Data in this exercise:
--*--

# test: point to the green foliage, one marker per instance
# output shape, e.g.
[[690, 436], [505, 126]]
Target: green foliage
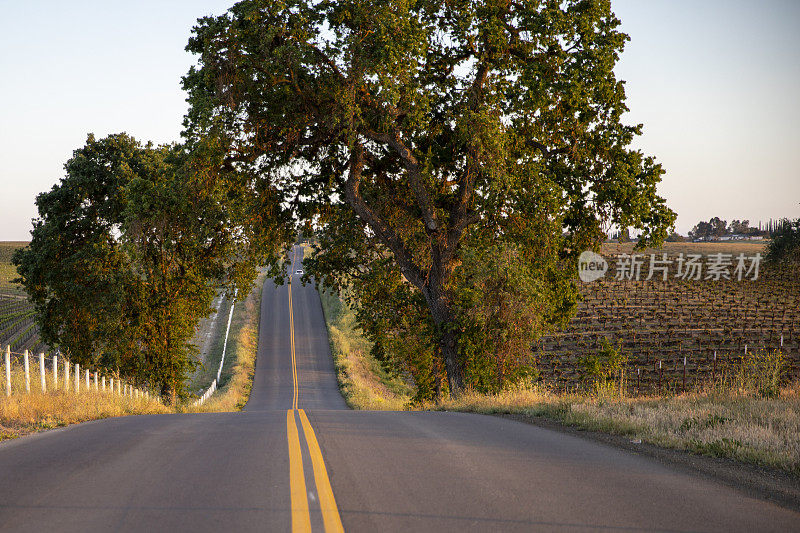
[[124, 259], [759, 372], [785, 244], [408, 136], [604, 371]]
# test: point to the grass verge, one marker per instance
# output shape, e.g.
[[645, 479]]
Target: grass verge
[[720, 423], [761, 431], [21, 414], [362, 380], [236, 379]]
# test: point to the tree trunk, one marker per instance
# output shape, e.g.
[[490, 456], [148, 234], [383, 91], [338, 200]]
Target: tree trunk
[[443, 317]]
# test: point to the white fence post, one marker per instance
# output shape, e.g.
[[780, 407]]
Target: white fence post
[[27, 366], [42, 372], [8, 370]]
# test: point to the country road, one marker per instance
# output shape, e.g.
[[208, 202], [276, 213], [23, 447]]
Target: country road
[[297, 458]]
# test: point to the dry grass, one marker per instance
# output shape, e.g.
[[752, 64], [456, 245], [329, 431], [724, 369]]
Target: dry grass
[[764, 431], [240, 359], [674, 248], [23, 413], [732, 420], [363, 382]]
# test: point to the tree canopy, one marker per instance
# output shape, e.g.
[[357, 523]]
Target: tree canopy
[[452, 157], [125, 257]]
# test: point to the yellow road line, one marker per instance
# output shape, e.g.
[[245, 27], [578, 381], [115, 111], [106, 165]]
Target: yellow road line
[[301, 519], [330, 513], [295, 386]]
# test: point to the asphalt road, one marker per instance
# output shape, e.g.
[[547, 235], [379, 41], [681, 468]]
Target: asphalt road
[[297, 457]]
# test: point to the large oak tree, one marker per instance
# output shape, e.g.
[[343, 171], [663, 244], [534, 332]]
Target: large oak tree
[[429, 133]]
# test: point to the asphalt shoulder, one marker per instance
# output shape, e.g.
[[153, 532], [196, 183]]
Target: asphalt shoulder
[[776, 486]]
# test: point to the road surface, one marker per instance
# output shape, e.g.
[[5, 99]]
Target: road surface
[[297, 458]]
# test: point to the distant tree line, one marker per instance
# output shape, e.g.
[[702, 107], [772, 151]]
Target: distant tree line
[[716, 229]]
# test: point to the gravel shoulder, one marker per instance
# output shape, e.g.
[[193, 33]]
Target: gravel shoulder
[[769, 484]]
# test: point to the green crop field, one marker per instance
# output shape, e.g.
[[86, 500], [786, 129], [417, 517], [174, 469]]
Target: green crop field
[[8, 272], [17, 327]]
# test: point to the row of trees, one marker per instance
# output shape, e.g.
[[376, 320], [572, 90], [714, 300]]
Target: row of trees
[[451, 158], [716, 228], [127, 253]]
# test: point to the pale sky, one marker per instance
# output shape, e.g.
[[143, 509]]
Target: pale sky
[[715, 84]]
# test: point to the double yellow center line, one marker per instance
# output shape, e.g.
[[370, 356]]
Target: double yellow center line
[[301, 517]]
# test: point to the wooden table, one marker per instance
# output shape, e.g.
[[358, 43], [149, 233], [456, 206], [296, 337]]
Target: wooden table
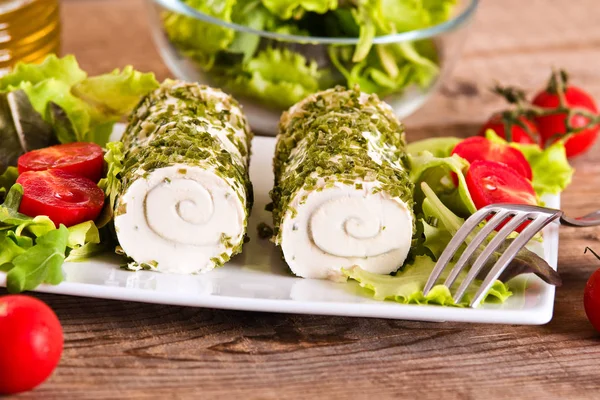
[[125, 350]]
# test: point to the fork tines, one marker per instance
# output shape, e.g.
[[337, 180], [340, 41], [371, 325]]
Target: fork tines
[[506, 217]]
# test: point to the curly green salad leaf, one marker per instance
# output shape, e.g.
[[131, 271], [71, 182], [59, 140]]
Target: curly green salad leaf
[[286, 9], [78, 107], [7, 179], [280, 74], [32, 250], [406, 286], [550, 166]]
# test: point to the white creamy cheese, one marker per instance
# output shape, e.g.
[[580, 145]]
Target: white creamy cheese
[[185, 196], [178, 217], [342, 195], [342, 226]]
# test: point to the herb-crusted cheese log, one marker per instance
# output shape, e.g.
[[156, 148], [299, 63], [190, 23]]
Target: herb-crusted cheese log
[[342, 195], [186, 194]]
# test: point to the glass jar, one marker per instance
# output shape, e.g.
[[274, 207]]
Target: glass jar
[[29, 31]]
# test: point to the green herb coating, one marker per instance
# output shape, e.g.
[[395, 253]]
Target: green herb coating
[[194, 125], [338, 135]]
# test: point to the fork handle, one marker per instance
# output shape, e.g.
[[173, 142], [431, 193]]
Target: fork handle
[[592, 219]]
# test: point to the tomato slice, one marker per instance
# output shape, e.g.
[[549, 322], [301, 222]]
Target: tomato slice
[[65, 198], [519, 135], [80, 158], [491, 182], [551, 126], [478, 148]]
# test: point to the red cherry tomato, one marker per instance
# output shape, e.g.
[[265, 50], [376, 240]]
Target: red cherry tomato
[[552, 125], [477, 148], [591, 299], [31, 343], [65, 198], [491, 182], [83, 159], [519, 135]]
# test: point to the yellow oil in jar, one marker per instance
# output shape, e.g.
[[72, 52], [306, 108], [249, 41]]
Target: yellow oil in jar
[[29, 31]]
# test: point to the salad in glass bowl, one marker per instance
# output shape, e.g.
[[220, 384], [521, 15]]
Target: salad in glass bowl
[[272, 53]]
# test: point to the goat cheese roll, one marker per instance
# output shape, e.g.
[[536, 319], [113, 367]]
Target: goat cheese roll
[[342, 195], [186, 194]]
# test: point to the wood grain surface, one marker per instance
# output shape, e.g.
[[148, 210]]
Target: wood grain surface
[[120, 350]]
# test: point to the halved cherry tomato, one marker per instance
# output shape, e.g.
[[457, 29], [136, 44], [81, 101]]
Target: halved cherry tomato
[[66, 198], [477, 148], [31, 343], [519, 135], [491, 182], [553, 125], [83, 159], [591, 299]]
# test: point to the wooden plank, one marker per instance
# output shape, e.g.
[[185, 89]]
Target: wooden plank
[[129, 350]]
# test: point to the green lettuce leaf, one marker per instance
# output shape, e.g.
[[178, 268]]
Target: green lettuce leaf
[[551, 170], [286, 9], [84, 241], [445, 226], [76, 106], [64, 69], [439, 147], [278, 76], [83, 233], [407, 15], [436, 172], [12, 219], [406, 286], [9, 248], [41, 263], [200, 40]]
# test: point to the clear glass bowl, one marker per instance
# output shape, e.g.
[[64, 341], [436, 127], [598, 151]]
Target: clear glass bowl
[[270, 71]]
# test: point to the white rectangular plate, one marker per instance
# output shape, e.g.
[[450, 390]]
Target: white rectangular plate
[[258, 280]]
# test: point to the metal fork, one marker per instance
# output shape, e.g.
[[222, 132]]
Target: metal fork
[[538, 218]]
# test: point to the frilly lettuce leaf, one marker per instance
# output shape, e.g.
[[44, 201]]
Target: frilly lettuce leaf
[[12, 219], [64, 69], [446, 224], [551, 170], [437, 172], [84, 241], [439, 147], [407, 15], [32, 250], [286, 9], [197, 39], [406, 286], [40, 263], [279, 76], [78, 107]]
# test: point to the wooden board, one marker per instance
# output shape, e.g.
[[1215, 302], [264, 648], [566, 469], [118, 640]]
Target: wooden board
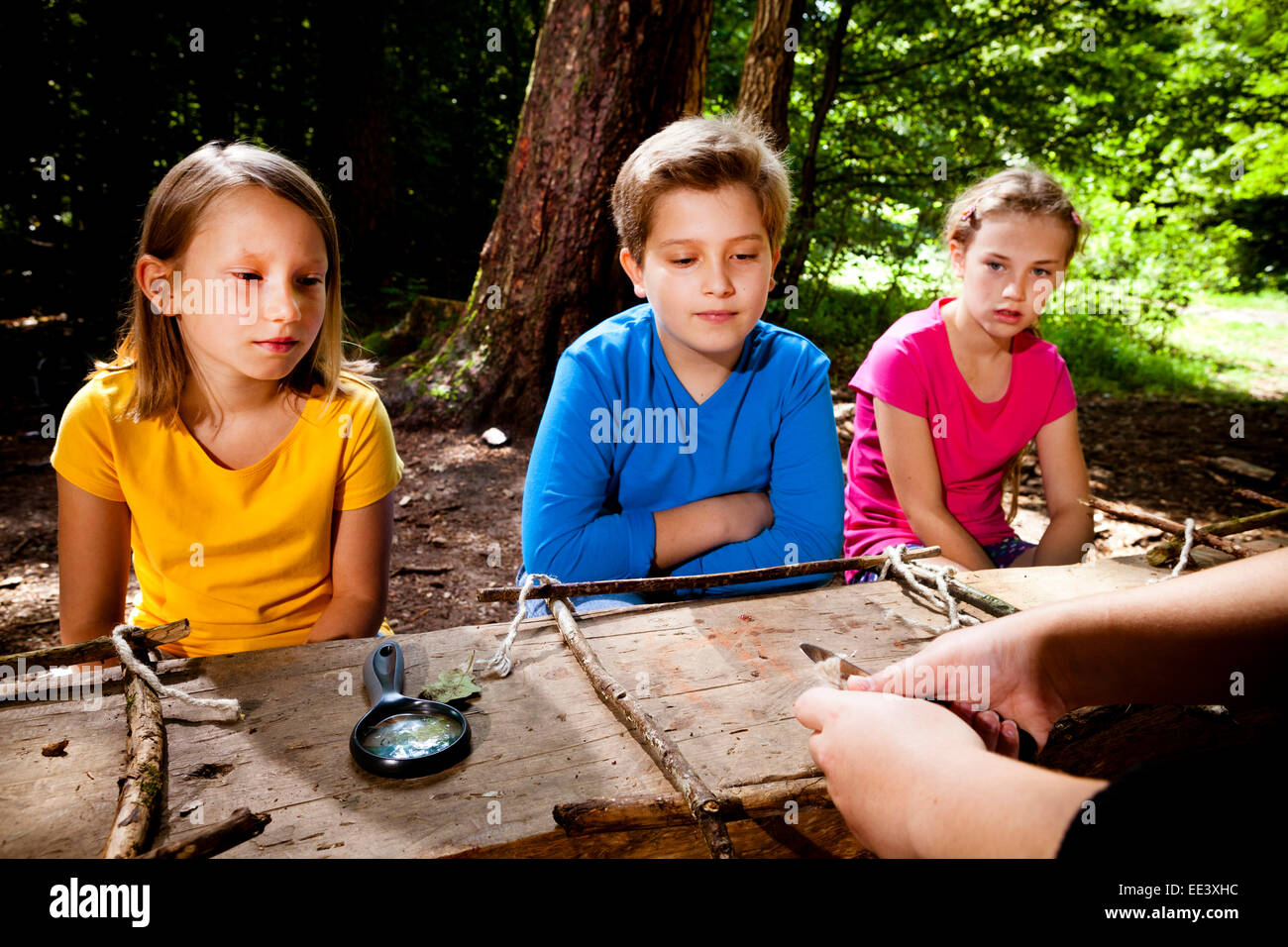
[[721, 676]]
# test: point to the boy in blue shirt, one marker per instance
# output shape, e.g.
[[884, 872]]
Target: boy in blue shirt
[[686, 436]]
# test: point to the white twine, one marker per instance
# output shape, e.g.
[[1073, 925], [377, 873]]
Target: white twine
[[500, 664], [1183, 560], [939, 598], [228, 707]]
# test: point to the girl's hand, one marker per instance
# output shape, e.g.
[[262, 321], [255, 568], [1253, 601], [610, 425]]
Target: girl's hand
[[1004, 659], [887, 761]]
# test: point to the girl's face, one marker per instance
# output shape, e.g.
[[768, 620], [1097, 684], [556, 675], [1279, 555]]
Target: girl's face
[[253, 287], [1010, 269]]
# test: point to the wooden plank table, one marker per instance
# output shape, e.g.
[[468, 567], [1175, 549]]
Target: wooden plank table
[[720, 676]]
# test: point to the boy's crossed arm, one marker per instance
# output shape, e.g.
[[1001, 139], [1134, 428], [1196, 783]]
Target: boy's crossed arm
[[688, 531]]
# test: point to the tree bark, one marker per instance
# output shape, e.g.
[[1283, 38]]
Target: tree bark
[[604, 77], [800, 240], [767, 72]]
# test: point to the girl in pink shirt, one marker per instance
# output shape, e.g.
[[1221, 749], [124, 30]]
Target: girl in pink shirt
[[949, 395]]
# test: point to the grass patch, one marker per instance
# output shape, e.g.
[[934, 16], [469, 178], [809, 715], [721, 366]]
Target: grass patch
[[1266, 299]]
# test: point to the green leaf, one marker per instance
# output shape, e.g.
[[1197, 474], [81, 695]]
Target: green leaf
[[452, 684]]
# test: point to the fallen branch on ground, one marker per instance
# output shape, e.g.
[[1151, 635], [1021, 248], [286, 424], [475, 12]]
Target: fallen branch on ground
[[1261, 497], [1168, 526], [1166, 553], [97, 648]]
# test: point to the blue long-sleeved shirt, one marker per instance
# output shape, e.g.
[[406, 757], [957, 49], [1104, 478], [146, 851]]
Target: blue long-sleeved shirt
[[621, 437]]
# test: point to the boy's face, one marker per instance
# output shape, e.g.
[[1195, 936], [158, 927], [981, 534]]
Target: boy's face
[[707, 269]]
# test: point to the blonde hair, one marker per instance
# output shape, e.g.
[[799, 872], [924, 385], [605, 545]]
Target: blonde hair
[[704, 155], [1014, 191], [151, 344]]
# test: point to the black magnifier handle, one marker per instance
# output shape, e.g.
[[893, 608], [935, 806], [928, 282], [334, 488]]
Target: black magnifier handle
[[382, 673]]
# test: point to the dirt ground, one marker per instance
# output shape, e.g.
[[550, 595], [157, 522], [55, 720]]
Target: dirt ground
[[459, 505]]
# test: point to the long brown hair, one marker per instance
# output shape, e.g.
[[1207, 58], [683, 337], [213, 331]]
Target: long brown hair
[[150, 343], [1014, 191]]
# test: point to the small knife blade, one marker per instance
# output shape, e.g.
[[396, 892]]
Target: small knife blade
[[848, 668]]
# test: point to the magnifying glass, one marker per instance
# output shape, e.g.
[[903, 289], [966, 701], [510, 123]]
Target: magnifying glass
[[400, 736]]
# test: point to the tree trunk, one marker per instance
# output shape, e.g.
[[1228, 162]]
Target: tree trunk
[[798, 248], [604, 77], [767, 72]]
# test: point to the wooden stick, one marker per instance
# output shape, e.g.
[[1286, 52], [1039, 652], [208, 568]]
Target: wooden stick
[[700, 800], [239, 827], [97, 648], [622, 813], [990, 604], [1168, 551], [706, 581], [1261, 497], [1168, 526], [145, 770]]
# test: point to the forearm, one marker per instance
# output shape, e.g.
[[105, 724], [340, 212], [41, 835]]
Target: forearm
[[1065, 538], [688, 531], [938, 527], [348, 617], [1181, 642], [978, 804]]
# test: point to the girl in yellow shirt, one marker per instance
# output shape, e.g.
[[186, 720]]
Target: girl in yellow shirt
[[230, 445]]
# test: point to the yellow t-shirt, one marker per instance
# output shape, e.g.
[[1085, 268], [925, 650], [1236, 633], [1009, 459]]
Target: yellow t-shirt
[[244, 556]]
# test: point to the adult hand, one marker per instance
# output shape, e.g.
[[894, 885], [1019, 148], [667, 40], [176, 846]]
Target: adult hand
[[1005, 659], [888, 761]]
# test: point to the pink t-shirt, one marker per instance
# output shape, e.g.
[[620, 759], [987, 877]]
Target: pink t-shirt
[[911, 367]]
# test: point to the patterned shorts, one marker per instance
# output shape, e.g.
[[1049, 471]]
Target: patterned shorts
[[1003, 554]]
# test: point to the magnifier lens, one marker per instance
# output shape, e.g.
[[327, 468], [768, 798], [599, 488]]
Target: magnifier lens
[[408, 736]]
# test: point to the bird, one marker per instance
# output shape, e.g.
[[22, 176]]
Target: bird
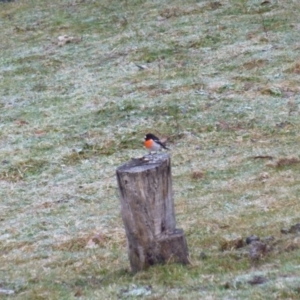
[[152, 143]]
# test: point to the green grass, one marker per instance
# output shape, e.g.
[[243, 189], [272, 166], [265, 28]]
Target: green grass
[[221, 82]]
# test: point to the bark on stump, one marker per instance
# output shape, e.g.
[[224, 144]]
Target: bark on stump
[[147, 209]]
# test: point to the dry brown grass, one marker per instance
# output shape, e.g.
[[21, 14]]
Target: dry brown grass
[[83, 81]]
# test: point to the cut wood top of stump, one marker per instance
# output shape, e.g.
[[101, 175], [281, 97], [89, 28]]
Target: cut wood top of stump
[[143, 163]]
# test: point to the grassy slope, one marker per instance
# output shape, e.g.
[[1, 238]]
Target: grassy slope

--*--

Exercise: Starting with the line with "# test: point to the curly" and going on through the line with "[[185, 196], [178, 217], [342, 195], [342, 226]]", recast those lines as a numbered list, leaving out any blank lines.

Exercise output:
1. # test: point to the curly green salad leaf, one marker per instance
2. # output shape, e.g.
3. [[131, 271], [71, 182], [59, 140]]
4. Target: curly green salad leaf
5. [[286, 9], [78, 107], [7, 179], [280, 74], [32, 250], [406, 286], [550, 166]]
6. # test: point to the white creamy cheese, one marker per instance
7. # output shape, e.g.
8. [[580, 145]]
9. Target: white creamy cheese
10. [[185, 196], [178, 217], [342, 195], [342, 226]]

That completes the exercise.